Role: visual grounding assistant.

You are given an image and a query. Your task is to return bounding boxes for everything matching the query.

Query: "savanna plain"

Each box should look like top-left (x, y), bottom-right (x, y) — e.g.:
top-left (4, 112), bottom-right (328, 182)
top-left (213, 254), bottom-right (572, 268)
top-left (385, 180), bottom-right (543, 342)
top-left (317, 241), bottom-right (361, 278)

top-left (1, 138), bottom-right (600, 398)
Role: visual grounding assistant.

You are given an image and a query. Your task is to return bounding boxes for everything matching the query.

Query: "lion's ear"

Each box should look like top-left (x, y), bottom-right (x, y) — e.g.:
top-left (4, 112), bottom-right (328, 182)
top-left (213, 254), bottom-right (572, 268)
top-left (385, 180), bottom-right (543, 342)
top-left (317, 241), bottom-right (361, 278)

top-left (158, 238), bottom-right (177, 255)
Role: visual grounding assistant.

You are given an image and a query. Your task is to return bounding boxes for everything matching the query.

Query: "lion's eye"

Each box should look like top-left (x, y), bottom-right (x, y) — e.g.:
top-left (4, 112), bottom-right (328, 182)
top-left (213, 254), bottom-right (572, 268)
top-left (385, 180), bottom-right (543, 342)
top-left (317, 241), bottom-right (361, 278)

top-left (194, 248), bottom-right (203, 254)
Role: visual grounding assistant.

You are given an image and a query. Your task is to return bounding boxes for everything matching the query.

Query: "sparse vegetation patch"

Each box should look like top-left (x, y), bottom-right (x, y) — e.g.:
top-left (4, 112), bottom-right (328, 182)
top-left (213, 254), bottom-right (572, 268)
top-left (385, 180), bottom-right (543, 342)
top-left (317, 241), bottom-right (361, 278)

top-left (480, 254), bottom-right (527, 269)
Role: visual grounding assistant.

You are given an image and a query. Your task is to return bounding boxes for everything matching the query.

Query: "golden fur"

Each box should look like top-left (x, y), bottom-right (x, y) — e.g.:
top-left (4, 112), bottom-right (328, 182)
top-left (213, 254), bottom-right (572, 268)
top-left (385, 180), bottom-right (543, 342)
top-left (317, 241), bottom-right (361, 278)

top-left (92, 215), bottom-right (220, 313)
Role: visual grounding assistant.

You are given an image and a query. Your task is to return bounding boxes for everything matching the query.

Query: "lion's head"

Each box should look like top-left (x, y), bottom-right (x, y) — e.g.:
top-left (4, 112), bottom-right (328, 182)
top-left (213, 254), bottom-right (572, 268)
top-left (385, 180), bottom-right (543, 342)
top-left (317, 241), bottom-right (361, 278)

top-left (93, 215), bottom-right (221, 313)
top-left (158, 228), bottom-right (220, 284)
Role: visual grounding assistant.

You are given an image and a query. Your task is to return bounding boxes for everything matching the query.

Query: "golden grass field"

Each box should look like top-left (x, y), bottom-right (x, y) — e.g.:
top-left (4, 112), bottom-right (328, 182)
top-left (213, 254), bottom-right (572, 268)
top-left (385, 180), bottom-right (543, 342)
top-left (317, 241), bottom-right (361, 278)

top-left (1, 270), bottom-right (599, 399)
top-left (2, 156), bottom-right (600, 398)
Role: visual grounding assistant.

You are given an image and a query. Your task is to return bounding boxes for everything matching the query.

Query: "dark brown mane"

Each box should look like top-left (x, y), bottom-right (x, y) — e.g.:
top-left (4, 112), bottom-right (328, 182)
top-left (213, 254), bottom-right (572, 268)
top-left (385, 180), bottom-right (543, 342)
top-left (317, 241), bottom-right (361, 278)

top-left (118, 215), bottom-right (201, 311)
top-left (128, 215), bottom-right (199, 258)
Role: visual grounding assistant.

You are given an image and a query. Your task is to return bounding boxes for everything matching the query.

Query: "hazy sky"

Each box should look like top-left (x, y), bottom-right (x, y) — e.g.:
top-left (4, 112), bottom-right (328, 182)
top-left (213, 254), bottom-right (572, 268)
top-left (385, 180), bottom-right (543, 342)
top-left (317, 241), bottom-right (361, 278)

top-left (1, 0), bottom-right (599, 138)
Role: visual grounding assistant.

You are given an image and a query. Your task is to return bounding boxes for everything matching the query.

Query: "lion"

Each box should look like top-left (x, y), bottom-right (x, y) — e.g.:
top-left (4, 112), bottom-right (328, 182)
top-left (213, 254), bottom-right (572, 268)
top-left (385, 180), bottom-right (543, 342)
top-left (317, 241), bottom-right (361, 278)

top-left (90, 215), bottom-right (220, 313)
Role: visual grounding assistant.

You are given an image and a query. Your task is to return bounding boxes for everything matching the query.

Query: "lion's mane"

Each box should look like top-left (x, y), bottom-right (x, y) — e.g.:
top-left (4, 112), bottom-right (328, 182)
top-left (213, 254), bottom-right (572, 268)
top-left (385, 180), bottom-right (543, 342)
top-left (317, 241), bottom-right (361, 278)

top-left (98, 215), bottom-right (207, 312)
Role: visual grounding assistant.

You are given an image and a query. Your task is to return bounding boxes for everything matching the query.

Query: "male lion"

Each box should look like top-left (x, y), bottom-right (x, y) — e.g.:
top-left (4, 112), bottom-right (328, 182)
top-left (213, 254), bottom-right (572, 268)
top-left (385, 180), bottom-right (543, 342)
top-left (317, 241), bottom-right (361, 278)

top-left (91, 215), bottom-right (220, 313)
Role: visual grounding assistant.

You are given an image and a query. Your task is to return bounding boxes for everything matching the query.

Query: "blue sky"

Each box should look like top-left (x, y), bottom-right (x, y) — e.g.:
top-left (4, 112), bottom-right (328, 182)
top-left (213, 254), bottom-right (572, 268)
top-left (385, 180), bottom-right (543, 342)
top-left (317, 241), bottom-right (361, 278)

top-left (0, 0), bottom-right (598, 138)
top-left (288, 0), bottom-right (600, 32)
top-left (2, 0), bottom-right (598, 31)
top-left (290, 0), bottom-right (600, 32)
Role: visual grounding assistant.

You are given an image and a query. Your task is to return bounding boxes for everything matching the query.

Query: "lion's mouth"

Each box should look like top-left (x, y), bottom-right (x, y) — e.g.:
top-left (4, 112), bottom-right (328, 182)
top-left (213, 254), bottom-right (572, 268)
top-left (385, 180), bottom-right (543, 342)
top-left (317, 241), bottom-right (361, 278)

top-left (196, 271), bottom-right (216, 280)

### Required work
Print every entry from the material exactly.

### Solution to the problem
Role: visual grounding assistant.

You are given an image and a query. Your task is to return bounding boxes for everything matching the query.

Query: "savanna plain"

Each box should look like top-left (x, y), bottom-right (x, y) — e.g.:
top-left (4, 112), bottom-right (328, 182)
top-left (213, 254), bottom-right (572, 268)
top-left (385, 180), bottom-right (543, 342)
top-left (317, 241), bottom-right (361, 278)

top-left (1, 138), bottom-right (600, 398)
Role: visual grounding assistant.

You are given an image and a query. Your task is to return bounding boxes for everything matching the query.

Query: "lion's ear"

Each box should look like top-left (x, y), bottom-right (x, y) — e.g.:
top-left (4, 112), bottom-right (328, 182)
top-left (213, 254), bottom-right (572, 268)
top-left (385, 180), bottom-right (543, 342)
top-left (317, 241), bottom-right (361, 278)

top-left (158, 238), bottom-right (177, 255)
Role: visual grounding assistant.

You are given an image and a query. Your task is to return bounding boxes for everything matching the query.

Query: "lion's eye"

Each box should look like top-left (x, y), bottom-right (x, y) — e.g.:
top-left (4, 112), bottom-right (328, 182)
top-left (213, 254), bottom-right (572, 268)
top-left (385, 180), bottom-right (543, 342)
top-left (317, 241), bottom-right (361, 278)

top-left (194, 248), bottom-right (203, 254)
Role: visual grounding assistant.

You are given an image and a query. Your task is to return bounding boxes for everything matching the query.

Query: "sparse vegetation patch"

Each box should look like top-left (x, y), bottom-right (x, y) — e.g.:
top-left (4, 112), bottom-right (328, 182)
top-left (213, 254), bottom-right (572, 268)
top-left (385, 180), bottom-right (543, 342)
top-left (317, 241), bottom-right (361, 278)

top-left (480, 254), bottom-right (527, 269)
Role: visual grounding assistant.

You are given an image and a query. Your task is to return bounding boxes for everything matching the query.

Query: "golden fur"

Each box should look like top-left (x, y), bottom-right (x, y) — e.g.:
top-left (4, 112), bottom-right (328, 182)
top-left (213, 254), bottom-right (572, 268)
top-left (385, 180), bottom-right (543, 342)
top-left (317, 241), bottom-right (361, 278)

top-left (92, 215), bottom-right (220, 313)
Role: visual grounding assistant.

You are given an image and a query. Your task is to return bounding boxes for everything matching the query.

Query: "lion's head"

Each box should look like top-left (x, y), bottom-right (x, y) — e.g.:
top-left (4, 112), bottom-right (328, 182)
top-left (213, 254), bottom-right (572, 268)
top-left (385, 180), bottom-right (543, 342)
top-left (317, 241), bottom-right (361, 278)

top-left (93, 215), bottom-right (221, 313)
top-left (158, 228), bottom-right (220, 284)
Role: visual grounding assistant.

You are given an image and a query. Your task is to return bounding boxes for everything matching the query.

Query: "golden grass field"

Each box should look like top-left (x, y), bottom-right (x, y) — e.g.:
top-left (4, 112), bottom-right (328, 182)
top-left (213, 254), bottom-right (572, 268)
top-left (385, 180), bottom-right (543, 342)
top-left (317, 241), bottom-right (361, 278)

top-left (1, 270), bottom-right (599, 399)
top-left (2, 156), bottom-right (600, 398)
Role: visual grounding assistant.

You are given an image and a query. Your task is to return bounding boxes for everything matching the query.

Query: "dark brown mane"

Each box should look like top-left (x, y), bottom-right (x, y) — e.g.:
top-left (4, 112), bottom-right (328, 182)
top-left (213, 254), bottom-right (572, 268)
top-left (385, 180), bottom-right (543, 342)
top-left (317, 241), bottom-right (361, 278)

top-left (118, 215), bottom-right (201, 311)
top-left (128, 215), bottom-right (199, 258)
Role: visual grounding assistant.

You are given an image and a query. Your task is to return bounding boxes for everything matching the query.

Query: "hazy sky"

Each box should look like top-left (x, y), bottom-right (x, y) — e.g.:
top-left (4, 112), bottom-right (328, 182)
top-left (213, 254), bottom-right (572, 268)
top-left (385, 180), bottom-right (543, 342)
top-left (317, 241), bottom-right (361, 278)

top-left (1, 0), bottom-right (599, 138)
Role: visual grounding assistant.

You are given an image and a query. Your task is to return bounding boxes for everything matching the query.

Query: "lion"

Each box should look like top-left (x, y), bottom-right (x, y) — e.g.:
top-left (4, 112), bottom-right (328, 182)
top-left (213, 254), bottom-right (572, 268)
top-left (385, 180), bottom-right (543, 342)
top-left (317, 241), bottom-right (361, 278)

top-left (90, 215), bottom-right (220, 313)
Role: visual grounding assistant.

You are given an image and a query. Your task is to return bounding boxes for everything matching the query.

Query: "lion's mane"

Each box should look like top-left (x, y), bottom-right (x, y) — e.g.:
top-left (4, 112), bottom-right (328, 182)
top-left (213, 254), bottom-right (572, 268)
top-left (385, 180), bottom-right (543, 342)
top-left (317, 241), bottom-right (361, 278)

top-left (98, 215), bottom-right (207, 312)
Role: visual grounding assistant.

You are given an image and a query. Your task is to return bounding boxes for everything matching the query.

Query: "male lion"

Each box should look like top-left (x, y), bottom-right (x, y) — e.g.:
top-left (4, 112), bottom-right (328, 182)
top-left (213, 254), bottom-right (572, 268)
top-left (385, 180), bottom-right (543, 342)
top-left (317, 241), bottom-right (361, 278)

top-left (91, 215), bottom-right (220, 313)
Role: visual grounding assistant.

You are given an image and a query. Your task is to return bounding boxes for everything matching the query.

Query: "blue sky"

Each box should look like top-left (x, y), bottom-right (x, y) — e.g.:
top-left (4, 112), bottom-right (328, 182)
top-left (213, 254), bottom-right (572, 268)
top-left (385, 180), bottom-right (543, 342)
top-left (317, 241), bottom-right (361, 278)

top-left (0, 0), bottom-right (598, 138)
top-left (288, 0), bottom-right (600, 32)
top-left (2, 0), bottom-right (598, 31)
top-left (290, 0), bottom-right (600, 32)
Role: visual grounding assistant.

You are given an image and a query. Your task is to return bounding boxes for everything matching the query.

Query: "lion's mouth"

Each box should look like top-left (x, y), bottom-right (x, y) — e.g.:
top-left (4, 112), bottom-right (328, 182)
top-left (213, 254), bottom-right (572, 268)
top-left (385, 180), bottom-right (543, 342)
top-left (317, 241), bottom-right (361, 278)

top-left (196, 271), bottom-right (216, 280)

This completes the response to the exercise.